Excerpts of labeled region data
start
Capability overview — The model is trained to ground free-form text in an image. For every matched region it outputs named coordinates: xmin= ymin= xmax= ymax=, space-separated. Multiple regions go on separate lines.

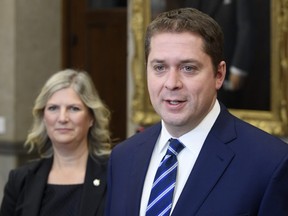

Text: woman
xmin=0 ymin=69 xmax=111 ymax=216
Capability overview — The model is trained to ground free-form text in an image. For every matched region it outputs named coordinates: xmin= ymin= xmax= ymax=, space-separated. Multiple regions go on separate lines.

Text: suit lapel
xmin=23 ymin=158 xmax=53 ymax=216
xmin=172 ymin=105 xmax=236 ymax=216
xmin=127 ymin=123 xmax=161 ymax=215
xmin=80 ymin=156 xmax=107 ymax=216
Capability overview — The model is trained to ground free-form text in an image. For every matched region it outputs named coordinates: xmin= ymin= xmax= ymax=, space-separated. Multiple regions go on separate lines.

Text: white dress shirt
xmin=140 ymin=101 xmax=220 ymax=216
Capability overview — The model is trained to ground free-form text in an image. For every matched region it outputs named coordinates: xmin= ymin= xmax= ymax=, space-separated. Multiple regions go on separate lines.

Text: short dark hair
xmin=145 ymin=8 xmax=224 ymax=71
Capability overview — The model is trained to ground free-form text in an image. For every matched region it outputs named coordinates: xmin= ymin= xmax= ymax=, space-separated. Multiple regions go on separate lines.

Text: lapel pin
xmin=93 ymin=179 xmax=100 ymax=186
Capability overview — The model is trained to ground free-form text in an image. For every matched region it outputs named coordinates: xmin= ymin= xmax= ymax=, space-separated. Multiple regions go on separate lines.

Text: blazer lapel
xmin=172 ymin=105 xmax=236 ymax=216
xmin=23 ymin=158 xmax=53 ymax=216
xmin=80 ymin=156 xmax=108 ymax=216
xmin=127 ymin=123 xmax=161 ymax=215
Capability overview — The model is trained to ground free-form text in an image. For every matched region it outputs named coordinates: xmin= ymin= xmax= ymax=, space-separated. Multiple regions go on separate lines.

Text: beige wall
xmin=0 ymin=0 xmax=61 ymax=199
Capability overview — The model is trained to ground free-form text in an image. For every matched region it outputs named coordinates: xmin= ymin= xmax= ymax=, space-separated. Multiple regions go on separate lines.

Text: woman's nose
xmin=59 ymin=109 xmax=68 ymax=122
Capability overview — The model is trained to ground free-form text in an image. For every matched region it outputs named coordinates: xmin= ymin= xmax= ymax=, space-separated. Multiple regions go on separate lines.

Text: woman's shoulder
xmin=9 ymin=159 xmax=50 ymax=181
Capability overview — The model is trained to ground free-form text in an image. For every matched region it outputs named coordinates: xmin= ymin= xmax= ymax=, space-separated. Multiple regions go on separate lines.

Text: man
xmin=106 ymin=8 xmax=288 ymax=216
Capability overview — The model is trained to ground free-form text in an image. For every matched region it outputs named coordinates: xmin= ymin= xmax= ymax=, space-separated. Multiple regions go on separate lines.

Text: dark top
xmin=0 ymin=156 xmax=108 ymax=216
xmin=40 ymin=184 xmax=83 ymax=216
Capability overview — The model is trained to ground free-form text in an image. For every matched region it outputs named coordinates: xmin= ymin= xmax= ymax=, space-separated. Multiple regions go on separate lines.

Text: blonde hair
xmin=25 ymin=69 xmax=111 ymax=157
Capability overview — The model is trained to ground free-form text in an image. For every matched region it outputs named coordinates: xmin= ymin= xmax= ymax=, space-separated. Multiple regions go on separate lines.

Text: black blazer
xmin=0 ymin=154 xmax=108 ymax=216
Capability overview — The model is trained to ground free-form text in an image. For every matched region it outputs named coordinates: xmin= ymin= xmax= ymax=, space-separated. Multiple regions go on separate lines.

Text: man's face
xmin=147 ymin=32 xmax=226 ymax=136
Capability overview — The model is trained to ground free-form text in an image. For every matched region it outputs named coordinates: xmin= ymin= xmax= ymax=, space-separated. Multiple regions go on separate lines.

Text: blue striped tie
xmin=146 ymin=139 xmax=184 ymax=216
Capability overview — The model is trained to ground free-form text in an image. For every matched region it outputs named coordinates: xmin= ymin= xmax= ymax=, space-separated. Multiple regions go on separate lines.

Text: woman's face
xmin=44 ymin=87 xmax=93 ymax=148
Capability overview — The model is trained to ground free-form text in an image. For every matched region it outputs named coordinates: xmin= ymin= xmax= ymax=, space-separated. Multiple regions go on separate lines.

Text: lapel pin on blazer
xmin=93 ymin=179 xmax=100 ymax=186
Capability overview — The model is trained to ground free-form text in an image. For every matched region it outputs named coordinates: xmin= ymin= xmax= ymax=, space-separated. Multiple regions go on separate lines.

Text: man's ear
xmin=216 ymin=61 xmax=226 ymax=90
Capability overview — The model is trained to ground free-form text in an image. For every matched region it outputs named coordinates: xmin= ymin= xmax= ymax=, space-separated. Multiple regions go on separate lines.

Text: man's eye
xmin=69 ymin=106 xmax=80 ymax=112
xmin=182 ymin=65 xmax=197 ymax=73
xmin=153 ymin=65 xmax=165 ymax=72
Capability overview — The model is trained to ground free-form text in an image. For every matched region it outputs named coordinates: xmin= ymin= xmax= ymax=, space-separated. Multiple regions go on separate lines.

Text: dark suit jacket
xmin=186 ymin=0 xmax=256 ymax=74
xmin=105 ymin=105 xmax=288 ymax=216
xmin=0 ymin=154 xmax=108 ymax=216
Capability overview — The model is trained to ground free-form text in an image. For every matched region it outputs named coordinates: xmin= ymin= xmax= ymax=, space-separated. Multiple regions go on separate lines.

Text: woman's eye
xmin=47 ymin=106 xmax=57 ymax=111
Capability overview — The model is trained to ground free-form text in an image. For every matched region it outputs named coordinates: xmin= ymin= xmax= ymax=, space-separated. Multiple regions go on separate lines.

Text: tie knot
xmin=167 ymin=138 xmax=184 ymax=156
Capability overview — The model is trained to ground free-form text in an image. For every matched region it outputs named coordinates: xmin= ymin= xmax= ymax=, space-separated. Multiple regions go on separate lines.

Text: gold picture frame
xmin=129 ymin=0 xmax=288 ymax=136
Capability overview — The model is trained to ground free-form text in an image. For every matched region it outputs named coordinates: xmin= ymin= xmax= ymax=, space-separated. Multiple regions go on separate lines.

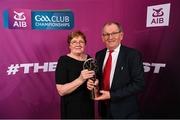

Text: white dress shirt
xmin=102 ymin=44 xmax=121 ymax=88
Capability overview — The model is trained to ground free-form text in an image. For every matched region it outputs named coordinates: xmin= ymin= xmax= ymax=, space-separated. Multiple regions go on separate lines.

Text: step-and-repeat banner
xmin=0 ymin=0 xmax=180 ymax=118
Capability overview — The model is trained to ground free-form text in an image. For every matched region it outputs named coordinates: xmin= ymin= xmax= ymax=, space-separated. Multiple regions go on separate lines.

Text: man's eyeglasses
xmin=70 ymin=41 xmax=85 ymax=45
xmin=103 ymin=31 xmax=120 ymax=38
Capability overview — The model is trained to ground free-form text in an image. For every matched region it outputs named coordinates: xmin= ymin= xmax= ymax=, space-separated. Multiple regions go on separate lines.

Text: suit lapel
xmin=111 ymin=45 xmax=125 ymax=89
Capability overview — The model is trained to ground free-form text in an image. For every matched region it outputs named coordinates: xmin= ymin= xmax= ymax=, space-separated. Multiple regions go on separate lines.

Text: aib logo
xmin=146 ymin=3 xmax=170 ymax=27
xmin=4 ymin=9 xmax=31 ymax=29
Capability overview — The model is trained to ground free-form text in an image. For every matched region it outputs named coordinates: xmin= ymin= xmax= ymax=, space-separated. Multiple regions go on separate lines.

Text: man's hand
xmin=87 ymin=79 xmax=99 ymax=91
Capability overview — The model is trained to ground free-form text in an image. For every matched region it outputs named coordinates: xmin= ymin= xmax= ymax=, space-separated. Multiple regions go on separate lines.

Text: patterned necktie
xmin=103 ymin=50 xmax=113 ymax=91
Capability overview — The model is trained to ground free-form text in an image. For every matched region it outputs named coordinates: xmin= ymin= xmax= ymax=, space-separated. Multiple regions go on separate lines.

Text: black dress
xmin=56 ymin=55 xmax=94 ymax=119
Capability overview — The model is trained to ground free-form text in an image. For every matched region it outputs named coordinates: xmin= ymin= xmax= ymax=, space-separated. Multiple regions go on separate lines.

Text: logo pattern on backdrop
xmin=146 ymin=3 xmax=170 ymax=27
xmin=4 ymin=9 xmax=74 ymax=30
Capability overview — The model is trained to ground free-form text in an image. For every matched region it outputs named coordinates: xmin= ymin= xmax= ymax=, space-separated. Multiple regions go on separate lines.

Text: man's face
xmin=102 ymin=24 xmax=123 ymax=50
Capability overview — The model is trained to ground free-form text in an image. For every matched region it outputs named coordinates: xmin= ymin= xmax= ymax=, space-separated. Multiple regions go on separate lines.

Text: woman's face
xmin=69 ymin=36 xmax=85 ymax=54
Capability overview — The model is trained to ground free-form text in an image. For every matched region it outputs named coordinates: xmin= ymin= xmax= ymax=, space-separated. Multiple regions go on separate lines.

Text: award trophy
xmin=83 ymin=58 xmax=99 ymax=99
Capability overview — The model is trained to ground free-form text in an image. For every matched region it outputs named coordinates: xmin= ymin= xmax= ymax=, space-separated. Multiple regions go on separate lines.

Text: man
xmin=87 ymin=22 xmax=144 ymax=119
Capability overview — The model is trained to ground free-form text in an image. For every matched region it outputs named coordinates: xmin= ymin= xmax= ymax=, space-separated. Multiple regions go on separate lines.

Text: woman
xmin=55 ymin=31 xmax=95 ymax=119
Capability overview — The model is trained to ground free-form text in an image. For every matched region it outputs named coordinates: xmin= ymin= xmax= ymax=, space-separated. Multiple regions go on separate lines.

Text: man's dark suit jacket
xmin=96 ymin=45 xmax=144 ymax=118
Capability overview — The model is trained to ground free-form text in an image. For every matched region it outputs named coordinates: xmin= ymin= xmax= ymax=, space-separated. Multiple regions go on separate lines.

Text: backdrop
end
Problem to work on> Please count the lines above that contain the word "backdrop" and give only the number.

Response for this exercise> 2